**Your task:** In the fantasy football article, why does the writer concede that waiting until the last few rounds to draft a defense or kicker is semi-reasonable? Explain in one to three sentences.
>> begin Page text
Defense Wins Championships… So Do Kickers
If there’s one constant in fantasy football, it’s advice. Fantasy is chock-full of advice, much of it contradictory.
One pearl of fantasy wisdom upon which all the talking heads seem to agree, however, is that respectable owners wait until the last two to three rounds for defenses and kickers.
Now, who am I to argue with the fantasy Illuminati? I’m me, that’s who. And what would fantasy be without a few knock-down, drag-out arguments?
So, let’s kick things off like any worthwhile heated exchange… by hedging. I will admit the concept of waiting on a D/ST or K until the last few rounds is semi-reasonable. As most pundits will note, identifying a defense or a kicker that will be markedly better than the field is tough. Combine that unpredictability with the notion that the spread between the best and worst point-getters in each category, especially kickers, is tight.
Remember the one to ten Position Points Differentials (PPDs) from earlier? Let’s revisit them for kickers.
In 2015 the best kicker in the game was Stephen Gostkowski, with 151 points. Shocking, I know. He’s only topped the list since 2012.
The tenth kicker last year? Brandon McManus. In ’15, he was good for 125 points, or a PPD of 26. Definitely tighter than the other positions.
The one-to-10 PPD on 2015 defenses are no more stirring, with the points between the No. 1 Denver Broncos (116) and the No. 10 Washington Redskins (91) totaling 25.
So far, I’m not doing a banner job proving my point, am I? OK, here it comes.
Acknowledging only the most callow fantasy owners will draft either a defense or a kicker before round 10, let’s look at some of the other position splits at that stage of the draft.
>> end Page text
>> begin Data excerpt
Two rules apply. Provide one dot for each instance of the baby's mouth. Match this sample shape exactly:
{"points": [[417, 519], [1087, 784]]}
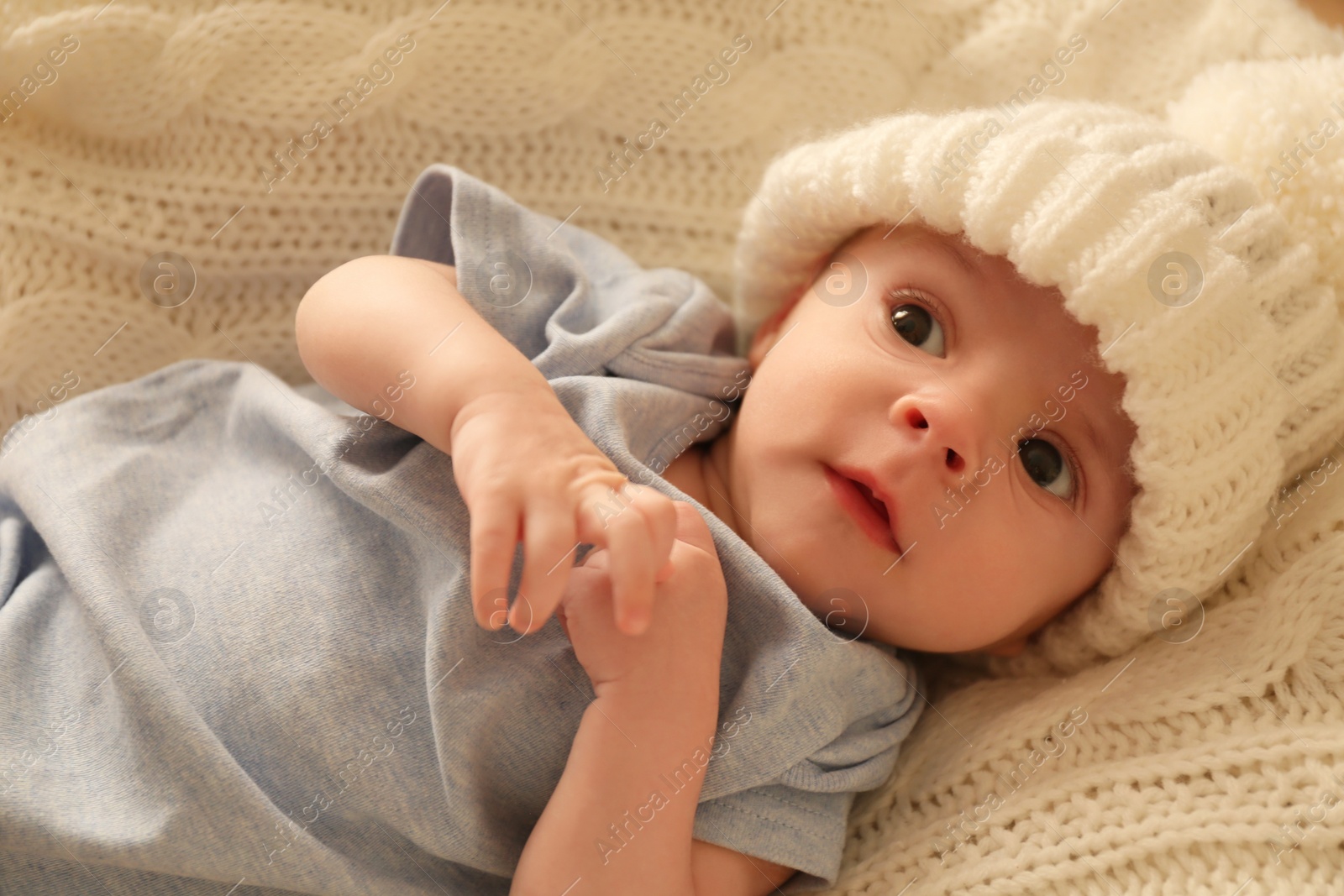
>> end Data excerpt
**Exercise output:** It is hard to identify a defense or kicker that will be markedly better than the field. The point spread between the best and worst scorers in each category is also tight, especially for kickers. In 2015 the gap between the first and tenth kicker was 26 points, and between the first and tenth defense it was 25.